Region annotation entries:

========================

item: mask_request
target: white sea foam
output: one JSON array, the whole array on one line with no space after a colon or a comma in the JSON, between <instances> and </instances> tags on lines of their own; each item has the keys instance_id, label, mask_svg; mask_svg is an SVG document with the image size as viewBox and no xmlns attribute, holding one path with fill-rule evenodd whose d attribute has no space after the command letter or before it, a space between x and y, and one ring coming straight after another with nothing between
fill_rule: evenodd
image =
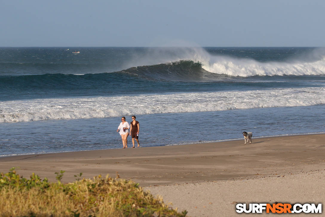
<instances>
[{"instance_id":1,"label":"white sea foam","mask_svg":"<svg viewBox=\"0 0 325 217\"><path fill-rule=\"evenodd\" d=\"M325 74L325 60L314 62L261 63L251 59L212 58L202 67L213 73L242 77Z\"/></svg>"},{"instance_id":2,"label":"white sea foam","mask_svg":"<svg viewBox=\"0 0 325 217\"><path fill-rule=\"evenodd\" d=\"M0 123L325 104L325 88L142 94L1 102Z\"/></svg>"},{"instance_id":3,"label":"white sea foam","mask_svg":"<svg viewBox=\"0 0 325 217\"><path fill-rule=\"evenodd\" d=\"M205 70L218 74L248 77L254 76L325 74L325 49L316 49L288 62L261 62L252 59L214 55L199 47L155 48L148 50L142 60L130 66L150 65L181 60L199 62ZM131 66L130 66L131 67Z\"/></svg>"}]
</instances>

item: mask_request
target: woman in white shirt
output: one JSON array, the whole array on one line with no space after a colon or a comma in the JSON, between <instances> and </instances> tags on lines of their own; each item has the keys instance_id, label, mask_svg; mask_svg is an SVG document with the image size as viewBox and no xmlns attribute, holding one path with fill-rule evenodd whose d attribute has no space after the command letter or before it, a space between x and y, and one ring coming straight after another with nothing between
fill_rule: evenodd
<instances>
[{"instance_id":1,"label":"woman in white shirt","mask_svg":"<svg viewBox=\"0 0 325 217\"><path fill-rule=\"evenodd\" d=\"M120 124L117 128L117 132L120 130L120 135L122 137L122 142L123 142L123 148L127 148L127 137L129 136L129 129L130 129L130 124L125 121L125 117L123 117L121 119L122 122Z\"/></svg>"}]
</instances>

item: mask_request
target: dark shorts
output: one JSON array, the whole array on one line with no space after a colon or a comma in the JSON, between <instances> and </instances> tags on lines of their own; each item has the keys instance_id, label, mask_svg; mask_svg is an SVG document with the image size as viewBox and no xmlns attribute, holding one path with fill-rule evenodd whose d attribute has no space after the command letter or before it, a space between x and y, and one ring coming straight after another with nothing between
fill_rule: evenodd
<instances>
[{"instance_id":1,"label":"dark shorts","mask_svg":"<svg viewBox=\"0 0 325 217\"><path fill-rule=\"evenodd\" d=\"M136 132L131 132L131 137L132 138L135 138L137 139L139 138L139 136L136 135Z\"/></svg>"}]
</instances>

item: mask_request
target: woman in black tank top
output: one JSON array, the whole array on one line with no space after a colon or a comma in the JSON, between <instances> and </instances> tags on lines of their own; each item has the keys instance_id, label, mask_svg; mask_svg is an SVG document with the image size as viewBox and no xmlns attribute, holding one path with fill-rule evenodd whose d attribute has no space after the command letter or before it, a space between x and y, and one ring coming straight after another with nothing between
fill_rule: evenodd
<instances>
[{"instance_id":1,"label":"woman in black tank top","mask_svg":"<svg viewBox=\"0 0 325 217\"><path fill-rule=\"evenodd\" d=\"M134 148L135 139L138 143L138 147L140 147L140 144L139 143L138 139L139 128L140 125L139 124L139 122L136 120L136 116L134 115L132 116L132 120L133 121L131 121L130 123L131 126L130 135L132 137L132 143L133 144L133 147L132 148Z\"/></svg>"}]
</instances>

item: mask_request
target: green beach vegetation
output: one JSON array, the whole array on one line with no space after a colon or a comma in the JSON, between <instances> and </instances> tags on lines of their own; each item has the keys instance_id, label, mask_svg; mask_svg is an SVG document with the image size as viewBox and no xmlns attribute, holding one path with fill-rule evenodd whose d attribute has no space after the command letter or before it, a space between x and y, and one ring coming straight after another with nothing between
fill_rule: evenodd
<instances>
[{"instance_id":1,"label":"green beach vegetation","mask_svg":"<svg viewBox=\"0 0 325 217\"><path fill-rule=\"evenodd\" d=\"M185 216L131 181L99 175L56 182L33 173L29 179L13 167L0 173L0 216Z\"/></svg>"}]
</instances>

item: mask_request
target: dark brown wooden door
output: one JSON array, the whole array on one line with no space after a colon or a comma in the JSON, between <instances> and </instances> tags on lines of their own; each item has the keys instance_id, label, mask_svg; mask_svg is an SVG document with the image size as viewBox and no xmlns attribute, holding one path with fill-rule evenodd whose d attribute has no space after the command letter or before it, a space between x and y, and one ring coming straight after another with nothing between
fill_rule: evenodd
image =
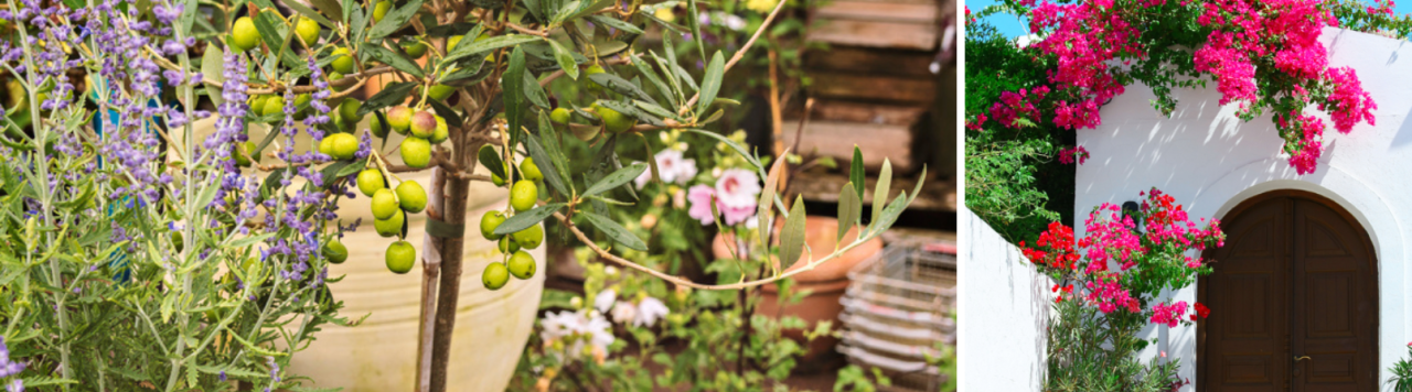
<instances>
[{"instance_id":1,"label":"dark brown wooden door","mask_svg":"<svg viewBox=\"0 0 1412 392\"><path fill-rule=\"evenodd\" d=\"M1375 391L1377 275L1367 233L1303 192L1252 197L1223 219L1199 282L1202 391Z\"/></svg>"}]
</instances>

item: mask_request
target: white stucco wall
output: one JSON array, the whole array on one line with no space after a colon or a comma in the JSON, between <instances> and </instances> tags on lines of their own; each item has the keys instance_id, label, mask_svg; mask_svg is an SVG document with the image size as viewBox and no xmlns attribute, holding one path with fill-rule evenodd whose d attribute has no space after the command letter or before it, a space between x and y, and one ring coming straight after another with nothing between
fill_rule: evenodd
<instances>
[{"instance_id":1,"label":"white stucco wall","mask_svg":"<svg viewBox=\"0 0 1412 392\"><path fill-rule=\"evenodd\" d=\"M1209 89L1178 90L1172 118L1148 104L1151 89L1128 86L1101 109L1101 127L1077 133L1091 158L1077 168L1076 231L1083 231L1082 221L1094 206L1139 200L1138 192L1152 186L1186 204L1193 219L1221 217L1241 200L1274 189L1300 189L1337 202L1368 230L1377 252L1378 379L1389 391L1388 367L1406 354L1412 340L1404 288L1409 274L1404 243L1412 240L1406 230L1412 224L1412 42L1337 28L1326 28L1320 41L1329 48L1330 66L1358 72L1378 104L1377 125L1360 124L1347 135L1330 125L1319 169L1300 176L1281 154L1271 117L1243 123L1236 107L1219 104L1214 82ZM1327 117L1324 123L1332 124ZM1195 302L1196 286L1172 299ZM1182 360L1183 378L1196 379L1195 326L1144 333L1159 337L1145 355L1165 350Z\"/></svg>"},{"instance_id":2,"label":"white stucco wall","mask_svg":"<svg viewBox=\"0 0 1412 392\"><path fill-rule=\"evenodd\" d=\"M966 285L962 365L973 391L1034 391L1045 384L1045 323L1053 298L1049 278L1019 248L966 209Z\"/></svg>"}]
</instances>

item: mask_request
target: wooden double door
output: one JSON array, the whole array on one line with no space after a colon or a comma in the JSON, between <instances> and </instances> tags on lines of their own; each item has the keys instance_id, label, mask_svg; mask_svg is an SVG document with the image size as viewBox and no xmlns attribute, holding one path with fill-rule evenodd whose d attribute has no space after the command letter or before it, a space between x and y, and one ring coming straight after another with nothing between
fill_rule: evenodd
<instances>
[{"instance_id":1,"label":"wooden double door","mask_svg":"<svg viewBox=\"0 0 1412 392\"><path fill-rule=\"evenodd\" d=\"M1197 283L1199 391L1377 391L1378 281L1371 241L1306 192L1255 196L1223 220L1226 247Z\"/></svg>"}]
</instances>

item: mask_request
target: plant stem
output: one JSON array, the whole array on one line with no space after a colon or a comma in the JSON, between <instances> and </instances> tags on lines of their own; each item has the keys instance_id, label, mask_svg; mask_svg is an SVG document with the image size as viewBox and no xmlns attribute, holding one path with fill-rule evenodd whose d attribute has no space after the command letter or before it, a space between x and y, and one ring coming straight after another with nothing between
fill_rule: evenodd
<instances>
[{"instance_id":1,"label":"plant stem","mask_svg":"<svg viewBox=\"0 0 1412 392\"><path fill-rule=\"evenodd\" d=\"M465 141L465 138L462 138L462 141ZM453 151L453 159L457 166L473 168L469 161L469 157L472 157L472 152L469 151L480 151L480 144L470 142L469 148L457 148ZM470 180L459 176L446 176L446 185L448 200L446 209L442 210L442 221L450 226L465 226ZM450 338L456 327L456 300L460 296L460 272L465 244L465 234L459 238L442 238L439 250L442 257L442 274L441 292L436 295L436 330L432 336L431 391L433 392L446 391L446 367L450 361Z\"/></svg>"}]
</instances>

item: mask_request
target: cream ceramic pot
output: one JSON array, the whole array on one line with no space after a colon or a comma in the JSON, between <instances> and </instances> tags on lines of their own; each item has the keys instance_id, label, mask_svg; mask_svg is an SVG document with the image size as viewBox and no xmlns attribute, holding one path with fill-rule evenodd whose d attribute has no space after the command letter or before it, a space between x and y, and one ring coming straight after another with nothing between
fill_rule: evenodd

========================

(INSTRUCTIONS FOR THE TASK): Count the lines in the entries that contain the word "door". Reply with the number only.

(RESPONSE TO THE TASK): 4